Problem: From the records below, set down exactly the lines starting with the line that contains "Target: sunlit cloud" and going on through the line that contains "Target: manicured grass". Nothing else is wanted.
--- Data ---
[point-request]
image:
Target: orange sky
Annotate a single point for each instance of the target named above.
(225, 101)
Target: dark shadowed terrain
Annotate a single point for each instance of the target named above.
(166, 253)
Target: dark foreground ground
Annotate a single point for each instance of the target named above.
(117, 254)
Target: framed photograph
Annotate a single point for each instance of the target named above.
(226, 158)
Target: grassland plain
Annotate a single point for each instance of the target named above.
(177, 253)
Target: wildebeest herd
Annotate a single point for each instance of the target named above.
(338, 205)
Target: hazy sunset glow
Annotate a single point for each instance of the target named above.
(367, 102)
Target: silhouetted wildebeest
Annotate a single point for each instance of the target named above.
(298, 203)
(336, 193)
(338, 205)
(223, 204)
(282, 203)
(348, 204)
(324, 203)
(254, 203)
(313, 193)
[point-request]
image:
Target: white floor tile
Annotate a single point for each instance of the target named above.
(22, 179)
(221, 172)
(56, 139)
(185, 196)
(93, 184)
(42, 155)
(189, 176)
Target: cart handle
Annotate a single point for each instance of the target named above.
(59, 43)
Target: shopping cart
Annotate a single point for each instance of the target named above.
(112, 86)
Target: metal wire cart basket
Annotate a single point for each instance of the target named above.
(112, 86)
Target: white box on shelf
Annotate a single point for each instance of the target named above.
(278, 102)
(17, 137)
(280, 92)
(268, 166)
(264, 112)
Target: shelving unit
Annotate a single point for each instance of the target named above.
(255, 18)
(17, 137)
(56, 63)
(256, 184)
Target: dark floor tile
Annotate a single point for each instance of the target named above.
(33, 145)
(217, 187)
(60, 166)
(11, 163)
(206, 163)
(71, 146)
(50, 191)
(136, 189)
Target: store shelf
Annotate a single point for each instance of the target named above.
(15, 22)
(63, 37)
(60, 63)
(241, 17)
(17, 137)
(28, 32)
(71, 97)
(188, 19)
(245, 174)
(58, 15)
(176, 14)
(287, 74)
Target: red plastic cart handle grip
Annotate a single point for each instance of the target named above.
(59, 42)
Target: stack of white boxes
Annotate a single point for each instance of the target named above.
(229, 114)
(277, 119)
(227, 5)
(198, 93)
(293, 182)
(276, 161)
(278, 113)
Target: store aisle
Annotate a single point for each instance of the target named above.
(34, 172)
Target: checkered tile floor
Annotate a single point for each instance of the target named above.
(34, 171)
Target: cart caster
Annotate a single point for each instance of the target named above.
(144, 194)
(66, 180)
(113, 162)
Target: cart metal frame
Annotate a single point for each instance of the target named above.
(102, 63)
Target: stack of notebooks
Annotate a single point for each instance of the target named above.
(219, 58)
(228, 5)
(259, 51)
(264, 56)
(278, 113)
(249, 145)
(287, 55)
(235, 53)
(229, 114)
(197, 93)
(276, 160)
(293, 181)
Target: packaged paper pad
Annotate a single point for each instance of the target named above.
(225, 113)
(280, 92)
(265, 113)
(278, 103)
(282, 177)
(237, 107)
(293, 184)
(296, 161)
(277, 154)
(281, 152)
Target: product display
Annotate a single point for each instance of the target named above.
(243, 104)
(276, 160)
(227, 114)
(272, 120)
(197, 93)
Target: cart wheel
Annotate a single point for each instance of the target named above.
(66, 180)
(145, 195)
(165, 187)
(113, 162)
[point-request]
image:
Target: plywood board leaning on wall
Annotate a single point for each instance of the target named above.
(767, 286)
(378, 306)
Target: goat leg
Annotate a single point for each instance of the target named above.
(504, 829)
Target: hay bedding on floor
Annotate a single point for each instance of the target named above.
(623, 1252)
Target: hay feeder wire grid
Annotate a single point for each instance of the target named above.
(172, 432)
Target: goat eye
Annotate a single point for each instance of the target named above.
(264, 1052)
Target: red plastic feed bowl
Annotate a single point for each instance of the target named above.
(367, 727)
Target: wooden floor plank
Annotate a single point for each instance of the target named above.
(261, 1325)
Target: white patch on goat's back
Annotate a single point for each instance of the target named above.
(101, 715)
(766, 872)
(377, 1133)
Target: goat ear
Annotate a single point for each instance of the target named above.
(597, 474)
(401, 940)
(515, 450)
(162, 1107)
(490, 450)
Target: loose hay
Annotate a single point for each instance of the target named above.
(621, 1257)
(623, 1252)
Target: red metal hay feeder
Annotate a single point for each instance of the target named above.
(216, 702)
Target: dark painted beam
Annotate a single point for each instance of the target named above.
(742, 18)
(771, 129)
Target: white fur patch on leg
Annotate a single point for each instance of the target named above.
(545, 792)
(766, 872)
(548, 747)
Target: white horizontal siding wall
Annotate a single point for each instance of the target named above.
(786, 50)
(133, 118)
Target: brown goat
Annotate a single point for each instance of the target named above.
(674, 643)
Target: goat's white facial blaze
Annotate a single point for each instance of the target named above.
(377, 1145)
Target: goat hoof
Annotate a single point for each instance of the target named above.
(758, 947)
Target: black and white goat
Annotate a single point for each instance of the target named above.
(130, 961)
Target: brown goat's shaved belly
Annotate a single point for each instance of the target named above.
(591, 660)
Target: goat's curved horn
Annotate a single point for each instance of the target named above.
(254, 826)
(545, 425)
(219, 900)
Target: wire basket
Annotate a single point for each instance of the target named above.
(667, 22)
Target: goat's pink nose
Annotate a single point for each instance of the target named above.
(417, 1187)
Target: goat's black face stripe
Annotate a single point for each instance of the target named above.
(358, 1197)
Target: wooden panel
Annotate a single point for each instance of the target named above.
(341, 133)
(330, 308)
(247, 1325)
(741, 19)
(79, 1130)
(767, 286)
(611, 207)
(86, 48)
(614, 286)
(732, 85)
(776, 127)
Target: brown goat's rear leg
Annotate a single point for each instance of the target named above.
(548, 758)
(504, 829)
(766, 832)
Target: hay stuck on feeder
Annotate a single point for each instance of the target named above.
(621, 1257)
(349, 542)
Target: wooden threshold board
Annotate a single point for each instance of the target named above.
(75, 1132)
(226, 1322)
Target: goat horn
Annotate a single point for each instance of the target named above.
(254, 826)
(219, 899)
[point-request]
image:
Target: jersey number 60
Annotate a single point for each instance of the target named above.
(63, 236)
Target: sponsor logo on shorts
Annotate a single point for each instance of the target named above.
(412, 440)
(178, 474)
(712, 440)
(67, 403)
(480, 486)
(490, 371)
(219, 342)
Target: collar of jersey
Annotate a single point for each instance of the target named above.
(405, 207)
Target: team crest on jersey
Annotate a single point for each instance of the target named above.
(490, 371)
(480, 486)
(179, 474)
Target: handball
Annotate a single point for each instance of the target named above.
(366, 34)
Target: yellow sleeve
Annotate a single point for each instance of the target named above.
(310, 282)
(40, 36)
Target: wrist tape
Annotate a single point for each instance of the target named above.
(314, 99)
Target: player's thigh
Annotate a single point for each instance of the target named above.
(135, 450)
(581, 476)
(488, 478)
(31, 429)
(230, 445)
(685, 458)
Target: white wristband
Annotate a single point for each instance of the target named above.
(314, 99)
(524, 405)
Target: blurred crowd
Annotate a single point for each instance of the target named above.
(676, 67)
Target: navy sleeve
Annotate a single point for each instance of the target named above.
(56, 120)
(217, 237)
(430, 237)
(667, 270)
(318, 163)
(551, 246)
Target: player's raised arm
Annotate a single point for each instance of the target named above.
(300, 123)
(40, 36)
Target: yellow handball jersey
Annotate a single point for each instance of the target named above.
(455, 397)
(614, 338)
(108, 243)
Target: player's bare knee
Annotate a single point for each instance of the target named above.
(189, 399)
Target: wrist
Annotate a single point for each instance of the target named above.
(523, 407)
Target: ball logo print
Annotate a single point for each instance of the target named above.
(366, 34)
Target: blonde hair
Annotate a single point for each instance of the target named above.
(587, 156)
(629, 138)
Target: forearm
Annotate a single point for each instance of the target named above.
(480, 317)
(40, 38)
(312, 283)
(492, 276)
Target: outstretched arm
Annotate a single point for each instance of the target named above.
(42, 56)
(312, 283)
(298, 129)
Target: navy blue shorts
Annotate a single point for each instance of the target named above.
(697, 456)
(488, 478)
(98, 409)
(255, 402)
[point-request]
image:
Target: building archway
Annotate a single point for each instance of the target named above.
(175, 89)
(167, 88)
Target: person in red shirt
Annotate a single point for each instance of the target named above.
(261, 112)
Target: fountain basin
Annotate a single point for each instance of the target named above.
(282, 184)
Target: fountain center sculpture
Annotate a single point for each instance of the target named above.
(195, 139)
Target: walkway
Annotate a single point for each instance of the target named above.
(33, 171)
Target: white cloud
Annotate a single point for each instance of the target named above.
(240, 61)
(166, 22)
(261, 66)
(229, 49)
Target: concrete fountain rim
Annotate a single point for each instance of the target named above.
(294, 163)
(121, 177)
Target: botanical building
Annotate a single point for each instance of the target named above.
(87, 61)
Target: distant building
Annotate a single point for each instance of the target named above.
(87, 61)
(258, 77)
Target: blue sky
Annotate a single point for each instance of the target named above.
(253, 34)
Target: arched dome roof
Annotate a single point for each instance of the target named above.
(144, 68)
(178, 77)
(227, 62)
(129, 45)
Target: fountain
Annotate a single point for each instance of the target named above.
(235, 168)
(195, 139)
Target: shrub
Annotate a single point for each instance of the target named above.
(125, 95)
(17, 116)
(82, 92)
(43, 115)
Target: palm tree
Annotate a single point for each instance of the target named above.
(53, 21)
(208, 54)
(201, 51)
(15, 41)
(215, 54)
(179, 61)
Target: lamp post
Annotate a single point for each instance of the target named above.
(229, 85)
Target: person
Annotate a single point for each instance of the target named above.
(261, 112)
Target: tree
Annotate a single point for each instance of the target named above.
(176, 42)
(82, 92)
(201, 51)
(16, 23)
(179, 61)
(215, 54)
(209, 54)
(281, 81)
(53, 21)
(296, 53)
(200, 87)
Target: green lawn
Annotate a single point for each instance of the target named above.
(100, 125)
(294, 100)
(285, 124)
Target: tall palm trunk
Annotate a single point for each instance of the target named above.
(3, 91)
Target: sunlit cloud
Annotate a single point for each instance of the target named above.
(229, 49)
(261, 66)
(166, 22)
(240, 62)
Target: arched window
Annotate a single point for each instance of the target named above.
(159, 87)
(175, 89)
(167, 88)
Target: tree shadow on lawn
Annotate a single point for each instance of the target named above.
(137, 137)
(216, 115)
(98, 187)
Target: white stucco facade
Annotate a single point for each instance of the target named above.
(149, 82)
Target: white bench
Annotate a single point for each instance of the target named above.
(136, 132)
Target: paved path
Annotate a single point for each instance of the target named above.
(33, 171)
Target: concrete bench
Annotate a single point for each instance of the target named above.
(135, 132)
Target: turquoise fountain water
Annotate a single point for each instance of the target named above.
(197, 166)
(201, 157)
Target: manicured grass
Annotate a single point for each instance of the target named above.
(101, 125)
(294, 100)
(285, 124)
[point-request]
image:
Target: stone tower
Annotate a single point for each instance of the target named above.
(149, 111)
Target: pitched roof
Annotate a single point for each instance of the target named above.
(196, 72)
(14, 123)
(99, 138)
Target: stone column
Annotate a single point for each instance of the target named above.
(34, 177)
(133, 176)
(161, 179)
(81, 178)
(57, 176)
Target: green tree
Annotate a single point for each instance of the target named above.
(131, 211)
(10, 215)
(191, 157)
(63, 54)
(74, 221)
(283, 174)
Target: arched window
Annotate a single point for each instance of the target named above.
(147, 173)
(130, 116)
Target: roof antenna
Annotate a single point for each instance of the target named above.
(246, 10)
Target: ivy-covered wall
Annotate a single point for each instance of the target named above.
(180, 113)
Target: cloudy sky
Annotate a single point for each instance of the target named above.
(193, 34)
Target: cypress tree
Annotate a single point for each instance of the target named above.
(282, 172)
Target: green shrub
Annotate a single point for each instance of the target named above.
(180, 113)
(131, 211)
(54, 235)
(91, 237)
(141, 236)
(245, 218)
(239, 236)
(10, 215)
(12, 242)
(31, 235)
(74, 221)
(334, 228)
---
Reply:
Target: sunlit cloud
Annotate a single point for each instance of the target named above.
(229, 49)
(261, 66)
(166, 22)
(240, 62)
Target: arched window
Annotate a single point for each instance of the target named above.
(159, 87)
(175, 89)
(167, 88)
Target: tree shadow on lawn
Annotate a single point for each instance of the target named above.
(137, 137)
(216, 115)
(98, 187)
Target: white stucco facade
Annotate a single point for each instance of the target named above.
(149, 82)
Target: white bench
Annotate a single point for each instance of the target named above.
(136, 132)
Target: paved path
Annotate a single point for each instance of the target named above.
(33, 171)
Target: concrete bench
Annotate a single point for each instance of the target named above.
(135, 132)
Target: turquoise fountain water
Annotate a single point for each instance of the target named above.
(197, 166)
(201, 157)
Target: manicured grass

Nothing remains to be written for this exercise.